Written tasks |
**A.** According to the news passage on the shootings, which wing of the Pakistani Taliban did Ahmed Marwat say he was part of?
**B.** Update the stretch of the news passage from "A senior French" through "be independently verified.", changing "Friday" to "Thursday".

Passage provided |
** Begin **

French President Nicolas Sarkozy promised a crackdown on French citizens found to have trained in terror camps abroad.
"Anyone who goes abroad to follow ideological courses that lead to terrorism will be criminally punished. The response will be prison," he said in a campaign speech Saturday.
A senior French official close to the investigation into the shootings told The Associated Press on Friday that despite Merah's claims of al-Qaida links, there was no sign he had "trained or been in contact with organized groups or jihadists."
A militant commander, Ahmed Marwat, claimed in a phone call with the AP on Saturday that Merah was affiliated with the Pakistani Taliban in Waziristan, but provided no details. Marwat said he was part of the Jundullah wing of the Pakistani Taliban.
The claim could not be independently verified.

** End **

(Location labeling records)
** Begin **

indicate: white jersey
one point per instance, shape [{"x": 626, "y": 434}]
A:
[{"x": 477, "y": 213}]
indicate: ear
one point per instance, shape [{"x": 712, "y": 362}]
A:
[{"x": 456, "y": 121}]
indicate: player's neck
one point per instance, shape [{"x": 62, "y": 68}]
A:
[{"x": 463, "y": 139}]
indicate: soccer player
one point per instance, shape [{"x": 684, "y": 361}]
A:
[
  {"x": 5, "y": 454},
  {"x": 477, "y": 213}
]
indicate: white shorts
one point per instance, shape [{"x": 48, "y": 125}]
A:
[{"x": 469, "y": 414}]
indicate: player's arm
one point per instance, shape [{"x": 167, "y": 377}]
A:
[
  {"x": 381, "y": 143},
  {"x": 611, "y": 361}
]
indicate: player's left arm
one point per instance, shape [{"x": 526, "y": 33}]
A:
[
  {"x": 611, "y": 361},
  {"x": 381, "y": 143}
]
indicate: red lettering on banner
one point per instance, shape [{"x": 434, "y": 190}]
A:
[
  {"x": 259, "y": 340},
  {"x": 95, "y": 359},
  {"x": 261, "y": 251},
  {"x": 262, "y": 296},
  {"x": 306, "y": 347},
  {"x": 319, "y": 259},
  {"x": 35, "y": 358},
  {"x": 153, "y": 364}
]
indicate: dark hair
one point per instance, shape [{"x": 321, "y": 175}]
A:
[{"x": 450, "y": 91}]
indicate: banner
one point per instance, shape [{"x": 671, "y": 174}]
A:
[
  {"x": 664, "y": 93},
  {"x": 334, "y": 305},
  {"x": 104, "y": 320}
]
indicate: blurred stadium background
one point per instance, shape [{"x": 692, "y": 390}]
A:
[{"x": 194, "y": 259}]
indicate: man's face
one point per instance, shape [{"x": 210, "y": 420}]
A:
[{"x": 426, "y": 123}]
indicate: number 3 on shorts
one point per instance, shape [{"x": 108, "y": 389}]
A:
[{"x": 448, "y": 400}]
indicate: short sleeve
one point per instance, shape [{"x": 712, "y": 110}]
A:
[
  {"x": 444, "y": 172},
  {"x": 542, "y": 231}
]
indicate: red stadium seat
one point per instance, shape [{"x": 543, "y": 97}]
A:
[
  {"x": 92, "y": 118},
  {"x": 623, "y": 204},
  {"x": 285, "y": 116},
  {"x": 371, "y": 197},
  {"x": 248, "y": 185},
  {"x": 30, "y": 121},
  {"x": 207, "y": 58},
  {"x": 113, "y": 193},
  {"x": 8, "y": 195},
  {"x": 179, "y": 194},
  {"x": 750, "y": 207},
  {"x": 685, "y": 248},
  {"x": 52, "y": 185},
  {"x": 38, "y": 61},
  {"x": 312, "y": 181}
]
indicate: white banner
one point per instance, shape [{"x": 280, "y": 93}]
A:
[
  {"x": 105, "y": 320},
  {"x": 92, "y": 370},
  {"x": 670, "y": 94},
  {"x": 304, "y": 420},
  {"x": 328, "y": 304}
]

** End **
** Begin **

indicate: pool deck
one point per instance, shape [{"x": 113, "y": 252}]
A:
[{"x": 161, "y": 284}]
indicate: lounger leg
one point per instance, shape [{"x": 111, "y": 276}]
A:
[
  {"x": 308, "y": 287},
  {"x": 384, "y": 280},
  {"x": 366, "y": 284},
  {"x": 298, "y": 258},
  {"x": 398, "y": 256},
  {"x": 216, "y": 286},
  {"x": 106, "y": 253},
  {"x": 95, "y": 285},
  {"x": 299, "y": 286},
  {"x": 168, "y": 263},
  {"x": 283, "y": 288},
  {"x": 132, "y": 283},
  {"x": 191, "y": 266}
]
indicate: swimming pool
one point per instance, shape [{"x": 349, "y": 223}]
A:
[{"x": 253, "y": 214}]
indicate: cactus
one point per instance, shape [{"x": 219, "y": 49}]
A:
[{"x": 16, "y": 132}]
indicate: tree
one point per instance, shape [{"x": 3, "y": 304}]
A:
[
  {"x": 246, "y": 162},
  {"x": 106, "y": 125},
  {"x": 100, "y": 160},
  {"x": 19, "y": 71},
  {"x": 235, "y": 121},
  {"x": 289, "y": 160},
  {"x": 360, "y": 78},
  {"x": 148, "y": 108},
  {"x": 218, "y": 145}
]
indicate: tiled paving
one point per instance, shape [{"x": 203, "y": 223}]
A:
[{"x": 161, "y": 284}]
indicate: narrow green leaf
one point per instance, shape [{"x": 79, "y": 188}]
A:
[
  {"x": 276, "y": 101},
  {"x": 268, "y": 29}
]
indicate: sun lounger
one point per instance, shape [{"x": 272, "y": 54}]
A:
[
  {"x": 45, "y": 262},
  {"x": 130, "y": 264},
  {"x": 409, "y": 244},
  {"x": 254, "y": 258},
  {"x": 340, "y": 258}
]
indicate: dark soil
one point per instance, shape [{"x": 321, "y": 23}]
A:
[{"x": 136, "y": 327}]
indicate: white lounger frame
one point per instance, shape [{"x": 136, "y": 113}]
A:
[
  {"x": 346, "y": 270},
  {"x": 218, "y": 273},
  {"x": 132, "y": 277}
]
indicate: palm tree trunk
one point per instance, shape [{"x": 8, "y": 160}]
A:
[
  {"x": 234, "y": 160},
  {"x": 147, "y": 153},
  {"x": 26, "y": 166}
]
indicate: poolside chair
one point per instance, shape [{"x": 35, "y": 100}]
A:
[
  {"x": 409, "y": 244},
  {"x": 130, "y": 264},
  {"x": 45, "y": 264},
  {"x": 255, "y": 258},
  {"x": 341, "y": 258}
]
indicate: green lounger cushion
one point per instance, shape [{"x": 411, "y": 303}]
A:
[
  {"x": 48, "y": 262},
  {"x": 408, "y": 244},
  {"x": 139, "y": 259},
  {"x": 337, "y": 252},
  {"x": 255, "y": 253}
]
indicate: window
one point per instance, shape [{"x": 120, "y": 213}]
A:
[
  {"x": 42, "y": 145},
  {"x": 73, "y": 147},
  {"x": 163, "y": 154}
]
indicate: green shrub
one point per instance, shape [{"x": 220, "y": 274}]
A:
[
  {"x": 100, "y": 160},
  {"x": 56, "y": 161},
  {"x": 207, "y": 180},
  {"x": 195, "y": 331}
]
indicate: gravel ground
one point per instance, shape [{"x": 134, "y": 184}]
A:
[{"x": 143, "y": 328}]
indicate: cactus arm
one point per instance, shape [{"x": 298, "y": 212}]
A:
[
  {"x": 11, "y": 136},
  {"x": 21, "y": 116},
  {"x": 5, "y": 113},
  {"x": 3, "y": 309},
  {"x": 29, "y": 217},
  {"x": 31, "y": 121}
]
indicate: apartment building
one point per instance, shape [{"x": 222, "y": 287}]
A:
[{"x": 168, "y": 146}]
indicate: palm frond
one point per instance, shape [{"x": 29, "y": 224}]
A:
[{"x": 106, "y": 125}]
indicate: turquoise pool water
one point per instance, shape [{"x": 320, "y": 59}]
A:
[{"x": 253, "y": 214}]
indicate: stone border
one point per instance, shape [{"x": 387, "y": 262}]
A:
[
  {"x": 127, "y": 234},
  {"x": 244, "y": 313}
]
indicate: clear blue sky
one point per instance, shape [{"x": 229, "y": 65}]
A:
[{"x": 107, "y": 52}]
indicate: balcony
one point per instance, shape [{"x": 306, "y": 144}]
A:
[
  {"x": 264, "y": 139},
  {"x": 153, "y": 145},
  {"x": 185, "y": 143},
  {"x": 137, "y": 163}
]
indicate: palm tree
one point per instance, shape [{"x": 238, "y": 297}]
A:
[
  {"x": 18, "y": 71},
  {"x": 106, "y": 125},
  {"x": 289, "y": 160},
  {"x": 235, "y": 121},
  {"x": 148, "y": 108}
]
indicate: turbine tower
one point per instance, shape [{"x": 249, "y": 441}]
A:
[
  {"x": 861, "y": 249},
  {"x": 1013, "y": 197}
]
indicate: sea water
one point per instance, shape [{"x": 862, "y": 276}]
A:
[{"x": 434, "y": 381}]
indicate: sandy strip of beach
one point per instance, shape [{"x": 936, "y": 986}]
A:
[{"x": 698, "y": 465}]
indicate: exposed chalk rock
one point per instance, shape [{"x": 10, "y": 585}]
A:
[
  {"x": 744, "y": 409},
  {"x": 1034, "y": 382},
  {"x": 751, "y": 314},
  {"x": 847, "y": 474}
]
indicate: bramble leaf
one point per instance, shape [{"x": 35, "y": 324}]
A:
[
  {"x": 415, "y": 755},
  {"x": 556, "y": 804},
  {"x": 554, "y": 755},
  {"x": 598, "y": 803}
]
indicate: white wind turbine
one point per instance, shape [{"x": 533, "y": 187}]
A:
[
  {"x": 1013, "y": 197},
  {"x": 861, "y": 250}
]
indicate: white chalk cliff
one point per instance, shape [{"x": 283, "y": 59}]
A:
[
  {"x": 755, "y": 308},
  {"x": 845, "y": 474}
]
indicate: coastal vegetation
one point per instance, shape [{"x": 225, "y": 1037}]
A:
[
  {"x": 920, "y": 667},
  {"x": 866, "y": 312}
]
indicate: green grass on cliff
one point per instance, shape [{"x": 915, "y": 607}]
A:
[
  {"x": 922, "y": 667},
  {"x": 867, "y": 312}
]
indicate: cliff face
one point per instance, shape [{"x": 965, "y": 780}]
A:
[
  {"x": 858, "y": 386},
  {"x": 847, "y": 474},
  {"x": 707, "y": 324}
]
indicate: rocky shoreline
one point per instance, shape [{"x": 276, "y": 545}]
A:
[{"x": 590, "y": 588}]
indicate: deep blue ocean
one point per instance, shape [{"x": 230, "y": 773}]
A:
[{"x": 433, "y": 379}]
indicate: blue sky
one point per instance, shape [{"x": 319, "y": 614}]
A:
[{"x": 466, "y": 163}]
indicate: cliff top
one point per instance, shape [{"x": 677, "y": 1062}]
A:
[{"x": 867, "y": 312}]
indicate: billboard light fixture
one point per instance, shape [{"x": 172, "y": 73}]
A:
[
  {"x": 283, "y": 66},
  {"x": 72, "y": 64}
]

** End **

Responses |
**A.** The Jundullah wing.

**B.**
A senior French official close to the investigation into the shootings told The Associated Press on Thursday that despite Merah's claims of al-Qaida links, there was no sign he had "trained or been in contact with organized groups or jihadists."
A militant commander, Ahmed Marwat, claimed in a phone call with the AP on Saturday that Merah was affiliated with the Pakistani Taliban in Waziristan, but provided no details. Marwat said he was part of the Jundullah wing of the Pakistani Taliban.
The claim could not be independently verified.